• _Task to carry out_:
Lay out the material from its start through the line containing "[269,117,293,143]", inclusive, as a two-column CSV with the header columns "prompt" and "result". Give one row per item, with its text under "prompt" and its answer under "result", each in a single quoted field with line breaks turned into spaces.
========================
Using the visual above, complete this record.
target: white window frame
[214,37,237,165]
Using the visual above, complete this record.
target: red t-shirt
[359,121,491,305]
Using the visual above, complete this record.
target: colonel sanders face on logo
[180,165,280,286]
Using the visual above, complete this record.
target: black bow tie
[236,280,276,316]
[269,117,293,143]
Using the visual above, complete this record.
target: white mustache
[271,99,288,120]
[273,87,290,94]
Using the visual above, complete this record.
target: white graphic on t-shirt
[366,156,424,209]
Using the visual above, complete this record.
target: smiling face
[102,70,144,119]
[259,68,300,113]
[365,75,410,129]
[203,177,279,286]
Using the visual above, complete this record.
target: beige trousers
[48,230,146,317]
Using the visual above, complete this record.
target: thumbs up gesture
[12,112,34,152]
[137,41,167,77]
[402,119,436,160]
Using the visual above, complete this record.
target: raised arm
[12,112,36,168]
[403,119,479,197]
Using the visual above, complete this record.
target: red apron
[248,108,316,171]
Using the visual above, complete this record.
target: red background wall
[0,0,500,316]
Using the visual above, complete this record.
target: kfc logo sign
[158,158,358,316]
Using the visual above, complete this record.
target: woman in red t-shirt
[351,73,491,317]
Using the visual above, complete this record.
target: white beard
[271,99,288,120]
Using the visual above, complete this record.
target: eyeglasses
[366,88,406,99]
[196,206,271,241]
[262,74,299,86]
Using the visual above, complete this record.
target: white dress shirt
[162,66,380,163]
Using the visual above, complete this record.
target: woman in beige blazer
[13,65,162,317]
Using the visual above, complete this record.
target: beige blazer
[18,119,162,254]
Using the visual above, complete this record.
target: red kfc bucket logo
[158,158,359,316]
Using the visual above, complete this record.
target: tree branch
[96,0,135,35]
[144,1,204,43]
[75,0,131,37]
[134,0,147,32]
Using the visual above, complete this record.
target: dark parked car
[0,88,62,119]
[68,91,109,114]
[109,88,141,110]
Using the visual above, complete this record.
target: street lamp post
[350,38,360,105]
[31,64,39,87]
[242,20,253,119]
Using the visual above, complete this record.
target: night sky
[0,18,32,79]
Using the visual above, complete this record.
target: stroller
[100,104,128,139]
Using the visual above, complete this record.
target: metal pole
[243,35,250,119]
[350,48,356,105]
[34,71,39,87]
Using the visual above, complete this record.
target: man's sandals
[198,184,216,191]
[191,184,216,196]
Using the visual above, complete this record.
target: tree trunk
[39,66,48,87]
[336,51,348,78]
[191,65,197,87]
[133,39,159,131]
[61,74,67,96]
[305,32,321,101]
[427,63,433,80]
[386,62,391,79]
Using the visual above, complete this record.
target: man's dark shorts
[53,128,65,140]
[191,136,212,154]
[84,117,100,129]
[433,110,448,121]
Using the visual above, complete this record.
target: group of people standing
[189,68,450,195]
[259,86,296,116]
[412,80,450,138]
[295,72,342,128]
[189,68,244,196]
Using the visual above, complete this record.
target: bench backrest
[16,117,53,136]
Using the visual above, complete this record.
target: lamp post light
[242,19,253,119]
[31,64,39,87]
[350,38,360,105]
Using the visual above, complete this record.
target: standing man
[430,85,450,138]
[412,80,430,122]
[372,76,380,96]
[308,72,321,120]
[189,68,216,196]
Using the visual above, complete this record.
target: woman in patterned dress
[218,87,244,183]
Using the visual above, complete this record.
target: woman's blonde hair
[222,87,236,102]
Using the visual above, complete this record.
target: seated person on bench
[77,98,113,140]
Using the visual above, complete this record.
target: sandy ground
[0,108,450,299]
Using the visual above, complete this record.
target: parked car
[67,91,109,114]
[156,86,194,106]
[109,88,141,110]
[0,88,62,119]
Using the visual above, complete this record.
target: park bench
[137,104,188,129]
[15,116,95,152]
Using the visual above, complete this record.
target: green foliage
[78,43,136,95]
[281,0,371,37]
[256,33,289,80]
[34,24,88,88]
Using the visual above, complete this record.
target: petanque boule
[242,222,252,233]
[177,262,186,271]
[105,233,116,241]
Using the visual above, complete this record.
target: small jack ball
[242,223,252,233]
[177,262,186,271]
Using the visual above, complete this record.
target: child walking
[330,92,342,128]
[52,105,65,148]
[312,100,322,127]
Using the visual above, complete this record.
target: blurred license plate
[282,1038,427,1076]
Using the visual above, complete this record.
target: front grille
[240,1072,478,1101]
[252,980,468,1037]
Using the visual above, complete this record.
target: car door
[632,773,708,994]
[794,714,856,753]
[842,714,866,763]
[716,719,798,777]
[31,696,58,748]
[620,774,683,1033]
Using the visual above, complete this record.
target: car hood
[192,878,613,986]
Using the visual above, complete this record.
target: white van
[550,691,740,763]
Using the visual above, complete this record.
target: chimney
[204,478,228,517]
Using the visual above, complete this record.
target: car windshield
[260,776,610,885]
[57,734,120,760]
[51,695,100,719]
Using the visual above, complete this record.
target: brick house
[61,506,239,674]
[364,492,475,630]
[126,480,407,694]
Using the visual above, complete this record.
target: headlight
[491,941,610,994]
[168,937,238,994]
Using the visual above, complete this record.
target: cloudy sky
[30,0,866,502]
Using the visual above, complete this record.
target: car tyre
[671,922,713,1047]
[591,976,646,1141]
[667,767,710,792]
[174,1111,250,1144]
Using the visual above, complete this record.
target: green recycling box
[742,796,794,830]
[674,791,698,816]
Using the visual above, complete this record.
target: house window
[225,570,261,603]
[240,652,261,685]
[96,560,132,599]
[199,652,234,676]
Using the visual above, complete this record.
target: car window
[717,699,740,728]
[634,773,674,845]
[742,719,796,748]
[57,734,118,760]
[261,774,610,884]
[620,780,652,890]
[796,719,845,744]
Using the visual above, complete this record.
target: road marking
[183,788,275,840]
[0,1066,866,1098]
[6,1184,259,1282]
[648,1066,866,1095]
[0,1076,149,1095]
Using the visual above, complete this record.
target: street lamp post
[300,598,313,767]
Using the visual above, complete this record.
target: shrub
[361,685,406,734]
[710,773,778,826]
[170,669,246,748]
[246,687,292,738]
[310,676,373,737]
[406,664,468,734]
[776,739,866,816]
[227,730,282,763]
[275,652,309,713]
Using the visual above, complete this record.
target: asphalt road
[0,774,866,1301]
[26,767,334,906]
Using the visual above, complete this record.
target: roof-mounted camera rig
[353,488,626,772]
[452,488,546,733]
========================
• _Exercise answer_:
prompt,result
"Using the visual above, complete this record. target: white window frame","[214,37,237,165]"
"Using the visual above, complete this record. target: red t-shirt","[359,121,491,305]"
"Using the visual above, complete this record. target: colonel sanders face on logo","[180,165,280,286]"
"Using the visual above, complete this record. target: black bow tie","[236,280,276,316] [269,117,293,143]"